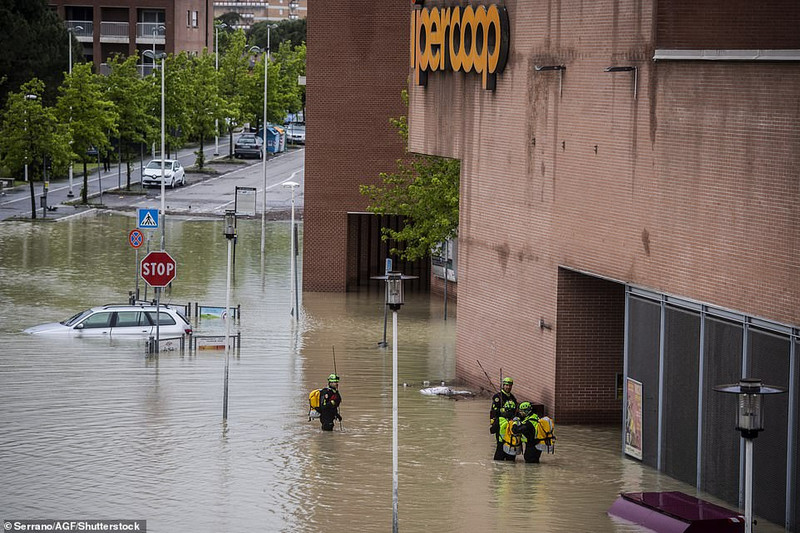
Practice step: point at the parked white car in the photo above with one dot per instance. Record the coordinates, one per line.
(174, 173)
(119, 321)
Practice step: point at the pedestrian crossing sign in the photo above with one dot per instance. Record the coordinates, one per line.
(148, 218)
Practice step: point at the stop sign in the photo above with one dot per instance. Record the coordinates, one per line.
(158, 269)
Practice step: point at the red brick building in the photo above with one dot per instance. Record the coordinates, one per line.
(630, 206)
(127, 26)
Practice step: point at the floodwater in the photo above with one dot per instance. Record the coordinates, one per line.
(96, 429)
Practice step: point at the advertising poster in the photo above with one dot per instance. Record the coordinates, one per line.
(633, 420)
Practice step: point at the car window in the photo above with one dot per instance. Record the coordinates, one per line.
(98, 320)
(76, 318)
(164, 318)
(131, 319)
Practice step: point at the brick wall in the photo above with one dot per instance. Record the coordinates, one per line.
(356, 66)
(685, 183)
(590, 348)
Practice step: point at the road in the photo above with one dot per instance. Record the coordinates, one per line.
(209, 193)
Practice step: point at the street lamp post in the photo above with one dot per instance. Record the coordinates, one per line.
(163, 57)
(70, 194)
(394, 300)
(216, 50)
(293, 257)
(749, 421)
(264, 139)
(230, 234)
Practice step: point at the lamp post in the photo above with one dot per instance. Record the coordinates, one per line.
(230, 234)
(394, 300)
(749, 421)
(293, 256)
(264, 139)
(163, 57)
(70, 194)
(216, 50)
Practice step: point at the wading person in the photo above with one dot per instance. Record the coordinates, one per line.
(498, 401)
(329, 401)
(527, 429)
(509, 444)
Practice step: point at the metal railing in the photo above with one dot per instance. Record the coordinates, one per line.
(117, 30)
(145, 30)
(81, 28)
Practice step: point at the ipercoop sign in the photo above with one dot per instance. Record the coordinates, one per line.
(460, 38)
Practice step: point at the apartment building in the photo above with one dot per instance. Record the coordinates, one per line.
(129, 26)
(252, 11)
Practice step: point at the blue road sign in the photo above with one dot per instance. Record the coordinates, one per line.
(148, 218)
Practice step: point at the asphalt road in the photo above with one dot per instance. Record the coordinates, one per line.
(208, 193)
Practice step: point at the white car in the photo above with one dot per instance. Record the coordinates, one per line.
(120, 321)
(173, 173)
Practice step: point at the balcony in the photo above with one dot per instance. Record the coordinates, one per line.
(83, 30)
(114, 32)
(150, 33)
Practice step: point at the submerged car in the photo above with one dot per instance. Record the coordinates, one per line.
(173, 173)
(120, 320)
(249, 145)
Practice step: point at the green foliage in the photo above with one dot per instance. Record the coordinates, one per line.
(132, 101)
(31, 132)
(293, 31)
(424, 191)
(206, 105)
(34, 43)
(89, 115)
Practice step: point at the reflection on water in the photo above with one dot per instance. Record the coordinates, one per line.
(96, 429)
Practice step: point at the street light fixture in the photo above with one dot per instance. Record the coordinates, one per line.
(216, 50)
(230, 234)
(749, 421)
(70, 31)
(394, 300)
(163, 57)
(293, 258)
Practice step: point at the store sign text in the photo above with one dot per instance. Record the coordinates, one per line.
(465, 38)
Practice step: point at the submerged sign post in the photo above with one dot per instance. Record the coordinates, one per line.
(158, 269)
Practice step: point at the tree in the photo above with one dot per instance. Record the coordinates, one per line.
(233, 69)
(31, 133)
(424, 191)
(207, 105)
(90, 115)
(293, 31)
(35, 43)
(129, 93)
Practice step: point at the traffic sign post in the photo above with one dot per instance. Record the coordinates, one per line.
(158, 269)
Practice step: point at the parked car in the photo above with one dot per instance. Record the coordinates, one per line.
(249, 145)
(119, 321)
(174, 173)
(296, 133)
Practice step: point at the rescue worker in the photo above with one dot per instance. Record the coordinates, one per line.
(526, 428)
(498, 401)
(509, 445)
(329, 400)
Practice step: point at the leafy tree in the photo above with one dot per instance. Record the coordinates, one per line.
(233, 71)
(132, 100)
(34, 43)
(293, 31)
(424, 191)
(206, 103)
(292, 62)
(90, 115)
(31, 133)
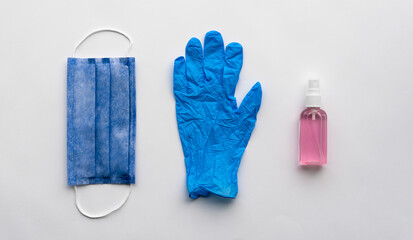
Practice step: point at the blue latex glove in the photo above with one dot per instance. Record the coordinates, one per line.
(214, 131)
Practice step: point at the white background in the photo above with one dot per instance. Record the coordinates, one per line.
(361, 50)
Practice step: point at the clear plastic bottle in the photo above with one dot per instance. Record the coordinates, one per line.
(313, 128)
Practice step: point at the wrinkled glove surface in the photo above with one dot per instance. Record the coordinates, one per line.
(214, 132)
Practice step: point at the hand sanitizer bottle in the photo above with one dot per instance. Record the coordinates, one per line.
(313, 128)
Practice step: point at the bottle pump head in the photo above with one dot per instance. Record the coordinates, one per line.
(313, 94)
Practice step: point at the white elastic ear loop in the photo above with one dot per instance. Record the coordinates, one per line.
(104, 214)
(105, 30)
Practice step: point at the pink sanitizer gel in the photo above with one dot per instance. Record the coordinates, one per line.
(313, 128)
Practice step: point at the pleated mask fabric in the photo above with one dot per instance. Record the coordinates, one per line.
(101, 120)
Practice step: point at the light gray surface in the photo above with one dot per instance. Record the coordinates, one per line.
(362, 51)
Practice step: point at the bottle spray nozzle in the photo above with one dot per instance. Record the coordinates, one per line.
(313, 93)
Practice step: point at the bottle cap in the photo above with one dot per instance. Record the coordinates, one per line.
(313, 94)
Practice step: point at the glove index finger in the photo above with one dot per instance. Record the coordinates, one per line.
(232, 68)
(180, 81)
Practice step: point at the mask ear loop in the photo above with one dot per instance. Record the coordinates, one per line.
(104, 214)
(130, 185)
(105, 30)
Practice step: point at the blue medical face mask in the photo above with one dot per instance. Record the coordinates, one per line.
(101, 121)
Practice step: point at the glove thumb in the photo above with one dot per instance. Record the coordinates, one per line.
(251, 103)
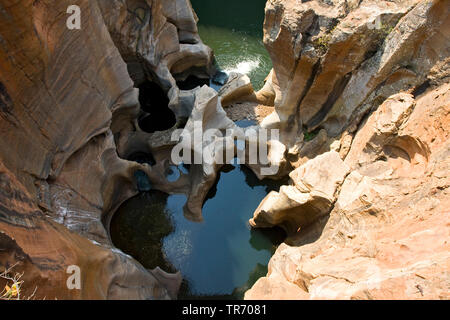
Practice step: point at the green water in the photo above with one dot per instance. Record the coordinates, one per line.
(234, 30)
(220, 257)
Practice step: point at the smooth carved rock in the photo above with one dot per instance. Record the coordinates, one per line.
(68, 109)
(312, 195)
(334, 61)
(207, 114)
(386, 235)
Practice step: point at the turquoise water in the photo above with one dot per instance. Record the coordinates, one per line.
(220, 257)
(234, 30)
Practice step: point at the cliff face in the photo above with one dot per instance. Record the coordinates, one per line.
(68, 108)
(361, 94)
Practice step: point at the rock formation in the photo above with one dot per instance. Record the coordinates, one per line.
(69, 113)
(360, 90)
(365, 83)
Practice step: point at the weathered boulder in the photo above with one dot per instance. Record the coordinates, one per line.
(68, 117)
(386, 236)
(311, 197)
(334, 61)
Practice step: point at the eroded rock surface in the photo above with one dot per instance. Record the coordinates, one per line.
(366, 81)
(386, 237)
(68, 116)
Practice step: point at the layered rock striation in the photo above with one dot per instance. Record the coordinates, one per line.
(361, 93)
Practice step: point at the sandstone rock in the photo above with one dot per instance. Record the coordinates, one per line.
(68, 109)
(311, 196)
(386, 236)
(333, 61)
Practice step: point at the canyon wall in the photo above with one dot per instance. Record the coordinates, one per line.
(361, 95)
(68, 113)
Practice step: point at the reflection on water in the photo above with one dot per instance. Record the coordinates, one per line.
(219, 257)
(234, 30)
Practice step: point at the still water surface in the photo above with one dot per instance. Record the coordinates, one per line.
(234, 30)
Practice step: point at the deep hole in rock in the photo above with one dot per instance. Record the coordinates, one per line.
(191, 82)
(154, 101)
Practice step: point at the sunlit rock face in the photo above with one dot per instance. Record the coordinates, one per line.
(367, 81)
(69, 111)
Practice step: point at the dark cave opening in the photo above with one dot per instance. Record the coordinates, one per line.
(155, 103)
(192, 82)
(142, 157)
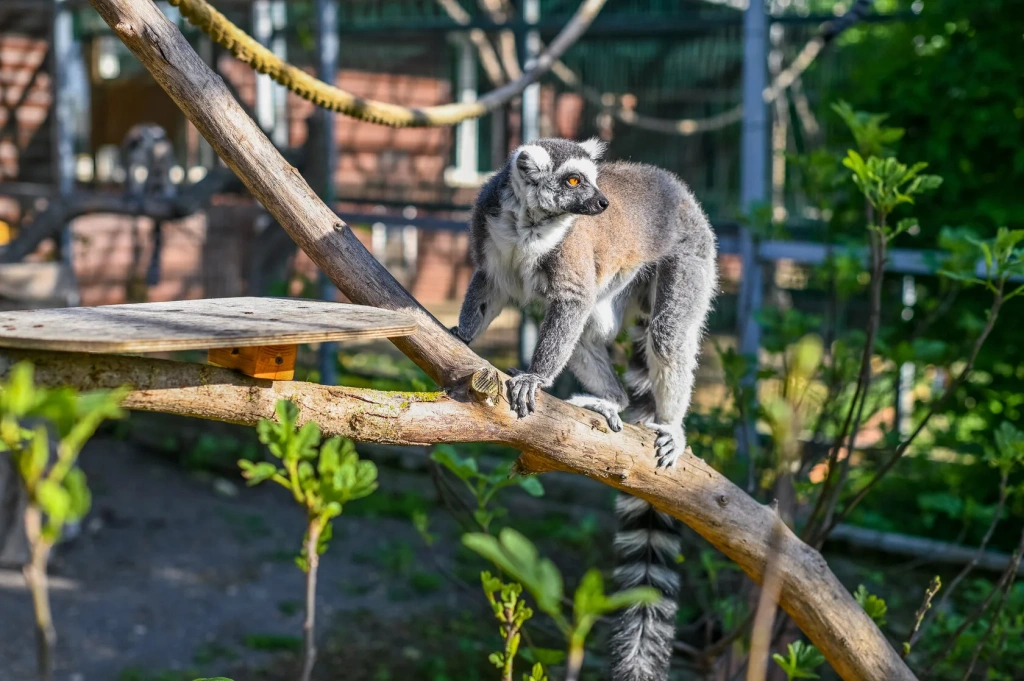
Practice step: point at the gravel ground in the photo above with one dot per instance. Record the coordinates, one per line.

* DESCRIPTION OF THE TASK:
All lines from the one with "Practice step: point at the still" through the end of the records above must be reproduced exactly, both ends included, and the pictures must be left out.

* ANSWER SECTION:
Practice step: point at the still water surface in the photo above with one dot per instance. Record the coordinates, one per line.
(234, 30)
Practice step: point at the deep hole in rock in the photo above with one dot per instance. Record the coordinates, one per line.
(191, 82)
(154, 101)
Practice step: point at the sunlit rock face in the photo above with one dot per instance. Record the coordinates, one per line.
(367, 81)
(69, 111)
Practice step: point at the dark cave opening in the photo above with one dot per instance. Record the coordinates, one per line.
(155, 103)
(192, 82)
(142, 157)
Practice step: point at the gravel ground in the photo above with one dot per instance. Record the coordinates, one per line.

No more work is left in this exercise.